Во многих случаях, когда употребляются слова, воспринимаемые представителями современной культуры как понятия, в буддийском тексте имеется в виду их употребление в иной функции - в качестве объекта созерцания, вызывающего определенное состояние сознания. Поэтому логическая связь между последовательностью таких терминов может отсутствовать. По крайней мере, логическая связь в данном случае не отражает всей полноты картины. Таким образом, описываемый в тексте терминология отражает не понятийный ряд, а ряд психологических состояний субъекта, это позволяет установить не логическую, а психологическую связь терминов, т.е. понять текст как отражение некоторой психологической реальности.
Восприятие и мышление, как стадии познания, не имеют в буддизме самостоятельного значения и предполагают свое завершение в созерцании, теснейшим образом связанном с другими элементами буддийской практики. Осмысление субъектом - процесс выявления практической направленности и эффективности текста в буддийской культурно-психологической традиции.

§ **ЗАДАНИЯ**
1. Ответьте на вопросы по отрывку о буддийских текстах.
(a) В какой функции в буддийском тексте употребляются слова, которые представители современной культуры воспринимают как понятия?
(b) Какую связь терминов, а не логическую, позволяет установить описываемая в тексте терминология?
(c) В чем, согласно отрывку, предполагают свое завершение восприятие и мышление?
2. Выпишите из отрывка о буддийских текстах фрагмент от слов «Во многих случаях, когда» до слов «некоторой психологической реальности.» включительно.
3. Напишите продолжение отрывка о буддийских текстах после его последнего предложения.

§ **ИЗВЛЕЧЕННЫЕ ДАННЫЕ**
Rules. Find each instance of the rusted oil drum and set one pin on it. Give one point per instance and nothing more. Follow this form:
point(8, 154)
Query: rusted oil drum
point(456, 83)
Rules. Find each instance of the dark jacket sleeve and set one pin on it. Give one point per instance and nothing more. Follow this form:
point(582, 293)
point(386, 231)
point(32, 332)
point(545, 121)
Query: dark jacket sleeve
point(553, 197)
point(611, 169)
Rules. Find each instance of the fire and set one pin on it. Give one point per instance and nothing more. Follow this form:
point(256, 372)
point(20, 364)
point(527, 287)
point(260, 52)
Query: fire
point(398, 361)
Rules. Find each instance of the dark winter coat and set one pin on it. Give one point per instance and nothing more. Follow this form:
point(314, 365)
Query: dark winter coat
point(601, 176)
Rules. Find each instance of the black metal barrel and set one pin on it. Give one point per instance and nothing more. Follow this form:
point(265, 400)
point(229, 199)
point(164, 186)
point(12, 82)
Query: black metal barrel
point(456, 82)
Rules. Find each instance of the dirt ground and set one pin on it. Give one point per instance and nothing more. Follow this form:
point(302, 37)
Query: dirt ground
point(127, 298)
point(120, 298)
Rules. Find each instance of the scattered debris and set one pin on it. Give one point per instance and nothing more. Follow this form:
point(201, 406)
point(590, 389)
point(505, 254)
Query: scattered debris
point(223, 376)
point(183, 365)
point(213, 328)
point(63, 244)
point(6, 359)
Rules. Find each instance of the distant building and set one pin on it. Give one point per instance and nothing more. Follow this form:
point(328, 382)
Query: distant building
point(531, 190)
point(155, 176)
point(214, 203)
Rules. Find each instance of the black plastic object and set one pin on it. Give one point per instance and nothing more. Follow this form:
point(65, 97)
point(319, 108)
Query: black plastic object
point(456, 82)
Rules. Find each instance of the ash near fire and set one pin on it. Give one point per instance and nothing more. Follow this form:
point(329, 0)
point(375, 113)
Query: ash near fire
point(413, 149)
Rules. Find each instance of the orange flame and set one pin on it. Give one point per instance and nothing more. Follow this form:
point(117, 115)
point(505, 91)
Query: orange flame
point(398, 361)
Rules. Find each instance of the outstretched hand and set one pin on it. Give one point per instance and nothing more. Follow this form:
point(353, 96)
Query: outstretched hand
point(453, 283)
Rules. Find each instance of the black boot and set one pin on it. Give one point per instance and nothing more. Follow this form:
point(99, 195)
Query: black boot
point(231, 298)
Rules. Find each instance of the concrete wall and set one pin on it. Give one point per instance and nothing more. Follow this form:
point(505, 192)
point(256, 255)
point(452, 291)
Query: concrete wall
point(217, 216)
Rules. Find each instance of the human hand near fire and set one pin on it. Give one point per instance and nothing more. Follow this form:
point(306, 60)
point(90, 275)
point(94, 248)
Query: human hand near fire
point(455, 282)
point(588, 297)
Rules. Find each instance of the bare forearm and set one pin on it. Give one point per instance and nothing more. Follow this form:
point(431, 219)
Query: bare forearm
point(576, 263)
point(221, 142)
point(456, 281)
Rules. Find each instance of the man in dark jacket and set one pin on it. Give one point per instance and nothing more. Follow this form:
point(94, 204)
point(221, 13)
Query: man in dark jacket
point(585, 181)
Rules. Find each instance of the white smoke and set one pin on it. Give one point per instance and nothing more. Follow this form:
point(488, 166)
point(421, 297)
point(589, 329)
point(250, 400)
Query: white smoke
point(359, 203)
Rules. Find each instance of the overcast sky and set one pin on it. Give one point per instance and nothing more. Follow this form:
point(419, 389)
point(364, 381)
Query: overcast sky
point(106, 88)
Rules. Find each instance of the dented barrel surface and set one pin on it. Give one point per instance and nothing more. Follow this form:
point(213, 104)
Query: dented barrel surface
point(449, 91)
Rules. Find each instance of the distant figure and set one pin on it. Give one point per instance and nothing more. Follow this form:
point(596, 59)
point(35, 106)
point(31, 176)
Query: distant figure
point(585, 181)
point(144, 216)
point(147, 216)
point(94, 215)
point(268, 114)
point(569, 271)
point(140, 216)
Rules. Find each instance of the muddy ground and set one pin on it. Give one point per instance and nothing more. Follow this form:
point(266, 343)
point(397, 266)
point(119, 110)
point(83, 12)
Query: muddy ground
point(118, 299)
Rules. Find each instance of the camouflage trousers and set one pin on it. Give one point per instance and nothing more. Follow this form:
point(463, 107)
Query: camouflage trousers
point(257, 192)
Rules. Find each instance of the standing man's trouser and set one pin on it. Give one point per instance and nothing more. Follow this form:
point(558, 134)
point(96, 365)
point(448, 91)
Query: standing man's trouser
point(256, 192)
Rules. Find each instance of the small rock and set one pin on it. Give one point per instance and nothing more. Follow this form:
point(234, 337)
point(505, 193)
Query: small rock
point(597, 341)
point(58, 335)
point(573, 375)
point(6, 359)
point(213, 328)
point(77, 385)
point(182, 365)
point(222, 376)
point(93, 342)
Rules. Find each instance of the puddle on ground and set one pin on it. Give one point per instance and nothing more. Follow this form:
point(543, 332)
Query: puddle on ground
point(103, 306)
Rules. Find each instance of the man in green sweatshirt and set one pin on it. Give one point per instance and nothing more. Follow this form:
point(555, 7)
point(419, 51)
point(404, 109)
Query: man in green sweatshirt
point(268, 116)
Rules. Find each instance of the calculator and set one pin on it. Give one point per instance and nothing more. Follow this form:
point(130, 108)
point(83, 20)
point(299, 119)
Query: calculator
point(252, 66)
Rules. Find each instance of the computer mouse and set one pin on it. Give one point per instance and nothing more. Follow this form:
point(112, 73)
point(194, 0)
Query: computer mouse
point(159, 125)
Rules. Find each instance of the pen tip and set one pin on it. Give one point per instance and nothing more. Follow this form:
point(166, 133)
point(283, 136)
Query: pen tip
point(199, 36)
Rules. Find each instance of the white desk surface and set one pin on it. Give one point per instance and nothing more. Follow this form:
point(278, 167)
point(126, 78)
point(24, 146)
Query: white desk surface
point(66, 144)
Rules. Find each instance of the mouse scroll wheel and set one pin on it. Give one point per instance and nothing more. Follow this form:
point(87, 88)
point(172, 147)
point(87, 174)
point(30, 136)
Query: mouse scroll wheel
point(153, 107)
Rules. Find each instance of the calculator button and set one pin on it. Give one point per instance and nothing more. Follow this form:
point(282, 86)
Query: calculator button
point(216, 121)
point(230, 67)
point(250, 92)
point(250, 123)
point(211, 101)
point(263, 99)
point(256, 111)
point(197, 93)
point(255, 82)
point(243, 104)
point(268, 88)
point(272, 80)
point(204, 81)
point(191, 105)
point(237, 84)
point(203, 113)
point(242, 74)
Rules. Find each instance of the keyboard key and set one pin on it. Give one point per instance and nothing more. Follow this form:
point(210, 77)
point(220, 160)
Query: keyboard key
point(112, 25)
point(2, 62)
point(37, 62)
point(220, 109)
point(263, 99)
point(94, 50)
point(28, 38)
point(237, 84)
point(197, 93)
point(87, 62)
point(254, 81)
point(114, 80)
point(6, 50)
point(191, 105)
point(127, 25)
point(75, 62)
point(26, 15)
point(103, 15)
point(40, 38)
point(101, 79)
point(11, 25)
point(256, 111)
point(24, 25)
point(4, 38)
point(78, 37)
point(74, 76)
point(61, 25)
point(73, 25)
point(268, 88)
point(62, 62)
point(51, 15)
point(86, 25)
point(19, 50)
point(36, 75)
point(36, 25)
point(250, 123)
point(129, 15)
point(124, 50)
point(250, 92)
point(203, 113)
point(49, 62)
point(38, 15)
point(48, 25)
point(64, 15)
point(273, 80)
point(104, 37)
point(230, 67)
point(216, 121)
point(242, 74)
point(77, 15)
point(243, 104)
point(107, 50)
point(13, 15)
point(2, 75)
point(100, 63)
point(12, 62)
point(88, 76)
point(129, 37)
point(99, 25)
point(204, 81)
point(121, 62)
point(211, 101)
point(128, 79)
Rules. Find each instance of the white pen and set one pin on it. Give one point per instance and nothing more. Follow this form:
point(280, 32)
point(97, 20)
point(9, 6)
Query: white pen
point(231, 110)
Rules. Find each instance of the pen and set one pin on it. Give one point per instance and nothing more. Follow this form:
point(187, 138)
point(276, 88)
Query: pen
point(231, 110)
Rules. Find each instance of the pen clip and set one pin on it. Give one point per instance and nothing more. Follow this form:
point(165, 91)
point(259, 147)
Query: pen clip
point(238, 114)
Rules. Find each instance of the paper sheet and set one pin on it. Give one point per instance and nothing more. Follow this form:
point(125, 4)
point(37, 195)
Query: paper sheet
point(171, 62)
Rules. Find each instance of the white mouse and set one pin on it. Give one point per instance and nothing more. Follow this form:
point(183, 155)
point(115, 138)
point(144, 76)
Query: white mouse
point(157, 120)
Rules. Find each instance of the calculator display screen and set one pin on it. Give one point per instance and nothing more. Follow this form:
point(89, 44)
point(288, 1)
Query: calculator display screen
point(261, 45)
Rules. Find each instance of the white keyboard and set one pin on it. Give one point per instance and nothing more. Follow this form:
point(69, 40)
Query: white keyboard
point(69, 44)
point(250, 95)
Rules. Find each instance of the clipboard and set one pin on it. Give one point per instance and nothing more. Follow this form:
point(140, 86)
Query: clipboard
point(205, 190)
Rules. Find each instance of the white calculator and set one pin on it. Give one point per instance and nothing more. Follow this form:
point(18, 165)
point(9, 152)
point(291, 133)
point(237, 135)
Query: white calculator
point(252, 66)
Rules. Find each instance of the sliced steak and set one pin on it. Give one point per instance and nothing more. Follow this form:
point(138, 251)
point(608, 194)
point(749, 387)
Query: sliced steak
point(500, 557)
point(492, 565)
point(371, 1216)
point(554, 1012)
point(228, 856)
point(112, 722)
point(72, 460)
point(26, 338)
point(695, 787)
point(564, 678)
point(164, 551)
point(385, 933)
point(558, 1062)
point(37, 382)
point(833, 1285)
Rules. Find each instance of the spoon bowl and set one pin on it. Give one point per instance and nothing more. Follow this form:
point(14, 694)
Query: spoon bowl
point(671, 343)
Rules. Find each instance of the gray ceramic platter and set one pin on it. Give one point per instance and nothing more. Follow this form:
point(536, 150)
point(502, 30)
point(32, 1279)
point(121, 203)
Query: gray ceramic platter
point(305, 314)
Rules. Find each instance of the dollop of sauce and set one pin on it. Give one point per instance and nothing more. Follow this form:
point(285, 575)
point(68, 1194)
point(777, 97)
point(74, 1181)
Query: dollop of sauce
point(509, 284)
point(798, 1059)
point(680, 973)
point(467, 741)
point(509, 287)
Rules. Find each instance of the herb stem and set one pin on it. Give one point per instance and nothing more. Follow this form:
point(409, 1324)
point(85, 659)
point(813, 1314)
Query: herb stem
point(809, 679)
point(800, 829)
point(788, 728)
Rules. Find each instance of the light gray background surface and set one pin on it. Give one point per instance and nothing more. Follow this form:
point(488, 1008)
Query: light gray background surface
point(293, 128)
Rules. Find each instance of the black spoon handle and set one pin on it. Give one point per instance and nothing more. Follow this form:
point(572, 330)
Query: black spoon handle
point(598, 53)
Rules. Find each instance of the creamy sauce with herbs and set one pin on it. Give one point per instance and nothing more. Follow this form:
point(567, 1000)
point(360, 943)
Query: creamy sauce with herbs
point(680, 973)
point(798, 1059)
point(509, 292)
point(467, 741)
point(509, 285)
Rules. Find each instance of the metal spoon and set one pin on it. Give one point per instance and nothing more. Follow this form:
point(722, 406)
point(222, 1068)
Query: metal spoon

§ **ОТВЕТЫ**
1.
(a) Их употребляют в качестве объекта созерцания, вызывающего определенное состояние сознания.
(b) Психологическую связь.
(c) В созерцании.

2.
Во многих случаях, когда употребляются слова, воспринимаемые представителями современной культуры как понятия, в буддийском тексте имеется в виду их употребление в иной функции - в качестве объекта созерцания, вызывающего определенное состояние сознания. Поэтому логическая связь между последовательностью таких терминов может отсутствовать. По крайней мере, логическая связь в данном случае не отражает всей полноты картины. Таким образом, описываемый в тексте терминология отражает не понятийный ряд, а ряд психологических состояний субъекта, это позволяет установить не логическую, а психологическую связь терминов, т.е. понять текст как отражение некоторой психологической реальности.

3.
Здесь важно учитывать и общее место, и функции текстов в общей динамике культурных процессов, и традиционные способы, приемы их изучения и использования в индивидуальной практике. Последнее имеет особое значение для нужд современной психологии, давая возможность понять и воспроизвести ход индивидуальной практики психотренинга и психической саморегуляции, которая в самой буддийской традиции зачастую мистифицировались или вообще не фиксировалась в письменных памятниках.
Задача исторической психологии, психологии культуры - обогатить наш культурный опыт, сделать наследие иных эпох и культур фактом современной культуры.
Гун-ань в культурно-психологической традиции Чань-буддизма.Интересно соприкоснуться с одним из наиболее своеобразных феноменов культурно-психологической традиции буддизма - чаньские гун-ань (яп. «коан»). Главной целью гун-ань как метода чаньской практики было радикальное переструктурирование психики чаньского адепта с целью достижения «просветления» - состояния сознания, считавшегося наивысшей целью чань-буддизма. По форме гун-ань представляют собой тексты, содержащие высказывания, вопросы, диалоги или относительно развернутые описания ситуаций общения, которые предлагались ученикам в качестве объекта для размышления и созерцания, с тем, чтобы вызвать у них «просветление».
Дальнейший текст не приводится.